• _What is required_:
Write the next part of the blog post below on Kafka, Avro and the Schema Registry, starting right after its last sentence.

• _Supplied passage_:
·····

This is the 2nd post in a small mini series that I will be doing using Apache Kafka + Avro. The programming language will be Scala. As such the following prerequisites need to be obtained should you wish to run the code that goes along with each post. The other point is that I am mainly a Windows user, as such the instructions, scripts will have a Windows bias to them. So if you are not a Windows user you will need to find the instructions for your OS of choice.
Prerequisites
- Down the open source confluent platform : https://www.confluent.io/download/?utm_medium=ppc&utm_source=adwords&utm_campaign=Branded&utm_content=https://www.confluent.io/download/&utm_term=%2Bconfluent%20%2Bio%20%2Bdownload&b&gclid=CjwKCAjw9qfZBRA5EiwAiq0AbR4M47Cvwr5bXA8z5LbGdsvz7eQYhAs0CovCqiuHNHtF1EE4xhNf8RoCCnQQAvD_BwE#popup_form_1905
- IntelliJ IDEA Community edition (Scala IDE), you should enable the SBT plugin in this
- Java 1.8 SDK
- SBT (Scala build tool)
So go and grab that lot if you want to follow along.
Last time we talked about how to create a Kafka Producer/Consumer which did use Avro, but used the GenericRecord approach, which kind of works more like a dictionary of key value pairs. This time we will be talking about how to use the KafkaAvroSerializer to send specific Avro types using Kafka and the Kafka Schema Registry.
Kafka Schema Registry
So just what is the Kafka Schema Registry?
Schema Registry is part of the Confluent Open Source and Confluent Enterprise distributions. The Schema Registry stores a versioned history of all schemas and allows for the evolution of schemas according to the configured compatibility settings and expanded Avro support.
https://docs.confluent.io/current/schema-registry/docs/index.html up on date 26/06/18
I don’t want to dwell too much on the internals of the Kafka Schema Registry as we will be looking at in fine detail in the next post. But for now, it is important to understand that both Kafka/KafkaStreams suport using the Schema Registry when sending/receiving Avro content. They will also raise Exceptions should you try to send incompatible Avro content through a topic which uses the Schema Registry that breaks the Schemas compatibility rules within the Schema Registry.

·····

• _Listed records_:
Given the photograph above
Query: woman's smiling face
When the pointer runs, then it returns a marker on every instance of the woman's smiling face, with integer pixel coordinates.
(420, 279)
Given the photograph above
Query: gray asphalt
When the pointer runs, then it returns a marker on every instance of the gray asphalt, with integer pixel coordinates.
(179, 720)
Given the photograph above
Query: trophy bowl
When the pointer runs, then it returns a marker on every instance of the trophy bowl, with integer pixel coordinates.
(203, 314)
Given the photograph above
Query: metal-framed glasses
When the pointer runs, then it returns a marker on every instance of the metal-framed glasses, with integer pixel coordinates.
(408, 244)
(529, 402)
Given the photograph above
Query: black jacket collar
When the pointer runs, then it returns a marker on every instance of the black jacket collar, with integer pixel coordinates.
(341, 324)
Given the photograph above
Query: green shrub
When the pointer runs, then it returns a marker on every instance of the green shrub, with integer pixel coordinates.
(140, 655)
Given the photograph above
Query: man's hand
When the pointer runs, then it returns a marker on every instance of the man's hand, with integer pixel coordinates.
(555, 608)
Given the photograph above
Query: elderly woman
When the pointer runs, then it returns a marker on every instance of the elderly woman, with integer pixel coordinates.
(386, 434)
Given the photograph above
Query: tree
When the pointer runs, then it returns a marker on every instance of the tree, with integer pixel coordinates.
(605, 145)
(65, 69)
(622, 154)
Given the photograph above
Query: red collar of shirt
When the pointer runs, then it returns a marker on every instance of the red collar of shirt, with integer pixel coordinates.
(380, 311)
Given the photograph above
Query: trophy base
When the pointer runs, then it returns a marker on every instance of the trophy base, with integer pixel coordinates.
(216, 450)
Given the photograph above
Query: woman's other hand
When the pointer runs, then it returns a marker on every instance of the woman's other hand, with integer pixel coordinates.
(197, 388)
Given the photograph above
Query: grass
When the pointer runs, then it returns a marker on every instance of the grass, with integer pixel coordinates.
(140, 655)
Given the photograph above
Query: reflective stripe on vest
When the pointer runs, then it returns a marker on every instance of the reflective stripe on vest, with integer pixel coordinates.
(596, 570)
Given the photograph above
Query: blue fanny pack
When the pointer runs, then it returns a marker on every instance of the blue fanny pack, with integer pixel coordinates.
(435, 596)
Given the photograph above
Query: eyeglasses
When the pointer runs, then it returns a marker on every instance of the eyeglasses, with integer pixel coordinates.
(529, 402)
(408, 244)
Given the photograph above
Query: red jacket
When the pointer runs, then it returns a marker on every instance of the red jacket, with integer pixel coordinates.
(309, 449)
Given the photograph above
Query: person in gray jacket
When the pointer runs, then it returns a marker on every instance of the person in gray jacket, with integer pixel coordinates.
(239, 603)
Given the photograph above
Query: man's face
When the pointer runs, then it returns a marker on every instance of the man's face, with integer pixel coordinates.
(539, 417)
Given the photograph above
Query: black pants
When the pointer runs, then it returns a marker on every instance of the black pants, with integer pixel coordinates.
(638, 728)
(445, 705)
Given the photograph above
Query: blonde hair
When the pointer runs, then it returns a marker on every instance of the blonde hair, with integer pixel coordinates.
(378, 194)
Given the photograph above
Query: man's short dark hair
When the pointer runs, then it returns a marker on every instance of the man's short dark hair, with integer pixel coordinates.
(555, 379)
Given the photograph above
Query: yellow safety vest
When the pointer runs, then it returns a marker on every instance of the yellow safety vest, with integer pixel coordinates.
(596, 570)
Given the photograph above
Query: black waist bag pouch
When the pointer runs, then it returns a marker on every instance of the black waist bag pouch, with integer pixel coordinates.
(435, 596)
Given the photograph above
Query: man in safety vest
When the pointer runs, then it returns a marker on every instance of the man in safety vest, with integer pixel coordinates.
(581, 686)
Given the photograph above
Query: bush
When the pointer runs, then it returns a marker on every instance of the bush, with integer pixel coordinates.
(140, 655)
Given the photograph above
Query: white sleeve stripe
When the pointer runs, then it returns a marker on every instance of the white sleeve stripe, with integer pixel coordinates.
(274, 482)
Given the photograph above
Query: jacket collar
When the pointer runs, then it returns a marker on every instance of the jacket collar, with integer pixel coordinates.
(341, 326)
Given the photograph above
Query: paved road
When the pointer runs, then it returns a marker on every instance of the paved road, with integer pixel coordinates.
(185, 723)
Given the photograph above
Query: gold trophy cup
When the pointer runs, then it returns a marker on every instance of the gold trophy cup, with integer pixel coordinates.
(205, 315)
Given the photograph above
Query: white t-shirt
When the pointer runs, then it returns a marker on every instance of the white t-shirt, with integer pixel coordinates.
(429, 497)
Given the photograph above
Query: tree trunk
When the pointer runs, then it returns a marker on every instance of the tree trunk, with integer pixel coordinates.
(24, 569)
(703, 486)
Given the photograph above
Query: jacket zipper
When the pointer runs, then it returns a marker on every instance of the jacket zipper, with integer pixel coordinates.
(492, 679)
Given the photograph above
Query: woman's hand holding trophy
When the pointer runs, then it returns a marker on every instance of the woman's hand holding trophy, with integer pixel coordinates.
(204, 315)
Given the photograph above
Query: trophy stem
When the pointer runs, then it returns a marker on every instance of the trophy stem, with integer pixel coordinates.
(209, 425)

·····

• _Expected answer_:
If all of that sounds a bit whack, don’t worry we will be getting into it more in the next post
I just wanted to give a small overview of how the Schema Registry fits with the Kafka eco system. The rest of this article will be more about how we can make use of the KafkaAvroSerializer to send Avro data of our own types rather than use the previously demonstrated GenericRecord approach.
Where is the code for this post?
You can grab the code that goes with this post from here : https://github.com/sachabarber/KafkaAvroExamples/tree/master/KafkaSpecificAvro
SBT
I decided that I would take the hit and craft a multi-project SBT setup, which looks like this
import Deps._ import sbt.Keys.scalaVersion lazy val root = (project in file(".")). aggregate(publisher, subscriber). settings( inThisBuild(List( organization := "com.barber", scalaVersion := "2.12.1", resolvers += "Sonatype OSS Snapshots" at "https://oss.sonatype.org/content/repositories/snapshots", resolvers += "io.confluent" at "http://packages.confluent.io/maven/" )), name := "scala_kafka_specific_avro_example" ) lazy val publisher = (project in file ("publisher")). settings( name := "publisher", /* sourceGenerators in Compile += (avroScalaGenerateSpecific in Compile).taskValue, */ libraryDependencies ++= Seq( kafka, avro, avroSerializer, logBack) ).dependsOn(common) lazy val subscriber = (project in file ("subscriber")). settings( name := "subscriber", /* sourceGenerators in Compile += (avroScalaGenerateSpecific in Compile).taskValue, */ libraryDependencies ++= Seq( kafka, avro, avroSerializer, logBack) ).dependsOn(publisher, common) lazy val common = (project in file ("common")). settings( name := "common", libraryDependencies ++= Seq( kafka, avro, avroSerializer, logBack) )
Where the Deps.scala file looks like this
import sbt._ object Deps { lazy val kafka = "org.apache.kafka" % "kafka_2.11" % "1.1.0" lazy val avro = "org.apache.avro" % "avro" % "1.8.2" lazy val avroSerializer = "io.confluent" % "kafka-avro-serializer" % "3.2.1" lazy val logBack = "ch.qos.logback" % "logback-classic" % "1.1.7" }
This essentially creates the following 3 projects
- Common (this is where the shared Avro schema/object live)
- Publisher
- Subscriber
Once you have done a SBT clean/compile and opened it inside IntelliJ it should look something like this:
So now that we know roughly what the build file looks like, lets turn our attention to the 3 projects. I will walk through them below in turn
Common Project
As stated above the common project holds the Avro schema file (which is slightly different from the last post). The new Avro schema is as follows:
{ "namespace": "com.barber.kafka.avro", "type": "record", "name": "User", "fields":[ { "name": "id", "type": "int" }, { "name": "name", "type": "string" } ] }
Unlike last time where we used a GenericRecord this time we would like to use a case class to send down the wire. Something like this
case class User(var id: Int, var name: String)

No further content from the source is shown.